■ Complete the following ■
A) Answer these questions from the text on process maps, one answer per line:
(i) What does the supervisor follow when the ERP and the MES show different statuses?
(ii) According to the text, what is the critical weakness in many BPM initiatives?
(iii) What does traditional BPM often focus on?
B) Show every line of the listing that contains the string "nose". Case counts.

Many organizations believe they understand their processes because they have mapped them.
Boxes, arrows, swimlanes, roles, approvals, systems, inputs, and outputs all appear in the diagram. The process looks ordered. It seems logical, controlled, and ready for improvement.
Then production pressure arrives.
A machine stops during the shift. A quality deviation appears close to shipment. Maintenance cannot release a technician. The ERP shows one status, the MES another, and the supervisor follows a workaround that everyone knows but nobody has formally documented.
At that moment, the process map feels very far from the real operation.
This does not mean that process maps are useless. They are useful starting points. But a process map is not the process. More importantly, it is not the decision system behind the process.
In many BPM initiatives, the critical weakness is not the absence of documentation. It is the absence of clear decision logic: who decides, based on what evidence, under which constraints, with what authority, and with what accountability.
The Missing Layer in Many BPM Initiatives
Traditional BPM often focuses on how work should flow. That is necessary, but it is not sufficient.
In real industrial environments, value is created or lost when people make decisions under constraints. Should production stop or continue? Should a deviation be escalated or contained locally? Should maintenance protect asset reliability or defer intervention to protect output? Should a batch be reworked, released, blocked, or inspected further? Should the standard be followed strictly, or is an exception justified?
The gap appears when the documented process describes activities but does not define the decision logic that makes the process work under pressure.
The map says quality review.
But who decides whether the deviation is acceptable?
The map says maintenance intervention.
But who decides whether the asset can be stopped now or must wait?
The map says production rescheduling.
But who decides which customer, line, material, or order takes priority?
The map says escalate issue.

■ Records to use ■

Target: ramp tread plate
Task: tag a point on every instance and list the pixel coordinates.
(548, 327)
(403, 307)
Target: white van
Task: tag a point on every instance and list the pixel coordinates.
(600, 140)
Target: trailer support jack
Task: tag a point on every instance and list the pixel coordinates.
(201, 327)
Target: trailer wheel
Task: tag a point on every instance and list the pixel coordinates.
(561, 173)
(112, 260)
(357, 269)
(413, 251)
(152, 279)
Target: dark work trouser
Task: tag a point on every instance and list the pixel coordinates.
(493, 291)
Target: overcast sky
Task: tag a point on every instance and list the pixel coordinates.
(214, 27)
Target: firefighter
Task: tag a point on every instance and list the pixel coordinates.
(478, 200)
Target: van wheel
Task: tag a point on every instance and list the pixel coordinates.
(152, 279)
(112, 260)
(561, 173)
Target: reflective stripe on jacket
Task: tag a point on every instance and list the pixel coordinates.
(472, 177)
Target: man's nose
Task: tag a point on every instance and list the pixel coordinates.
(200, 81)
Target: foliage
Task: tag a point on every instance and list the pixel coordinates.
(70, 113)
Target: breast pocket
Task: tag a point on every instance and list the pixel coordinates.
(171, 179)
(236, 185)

...

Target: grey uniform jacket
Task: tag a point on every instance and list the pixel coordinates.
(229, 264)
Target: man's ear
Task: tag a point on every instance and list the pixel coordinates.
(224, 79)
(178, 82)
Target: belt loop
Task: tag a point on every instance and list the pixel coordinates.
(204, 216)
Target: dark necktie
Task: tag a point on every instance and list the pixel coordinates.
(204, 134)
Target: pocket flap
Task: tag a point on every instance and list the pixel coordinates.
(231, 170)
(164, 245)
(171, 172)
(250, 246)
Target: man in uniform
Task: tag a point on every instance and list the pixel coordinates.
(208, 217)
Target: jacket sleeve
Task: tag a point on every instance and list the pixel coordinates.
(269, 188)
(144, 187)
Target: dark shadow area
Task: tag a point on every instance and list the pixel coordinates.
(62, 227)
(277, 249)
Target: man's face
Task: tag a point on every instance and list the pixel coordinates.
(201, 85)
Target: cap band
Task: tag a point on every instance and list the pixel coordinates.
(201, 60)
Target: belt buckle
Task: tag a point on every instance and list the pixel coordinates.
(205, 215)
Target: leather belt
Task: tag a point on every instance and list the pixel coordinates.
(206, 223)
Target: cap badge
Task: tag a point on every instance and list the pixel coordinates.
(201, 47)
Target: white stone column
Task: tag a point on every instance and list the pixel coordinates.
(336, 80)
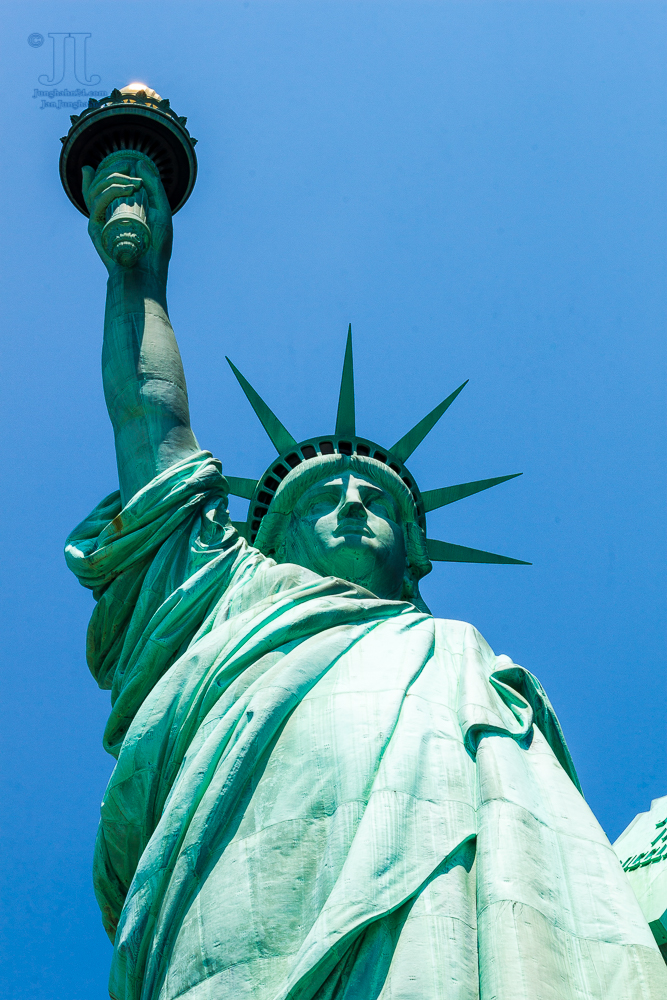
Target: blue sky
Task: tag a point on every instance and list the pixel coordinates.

...

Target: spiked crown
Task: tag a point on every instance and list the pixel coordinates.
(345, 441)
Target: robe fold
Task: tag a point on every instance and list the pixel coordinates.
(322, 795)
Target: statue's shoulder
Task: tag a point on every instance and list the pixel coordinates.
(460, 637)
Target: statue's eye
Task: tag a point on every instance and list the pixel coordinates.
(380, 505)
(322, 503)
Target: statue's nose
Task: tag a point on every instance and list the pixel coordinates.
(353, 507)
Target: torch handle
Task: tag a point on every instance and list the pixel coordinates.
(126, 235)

■ The responses ■
A)
(i) A workaround that everyone knows but nobody has formally documented.
(ii) The absence of clear decision logic.
(iii) How work should flow.

B)
Target: man's nose
Target: statue's nose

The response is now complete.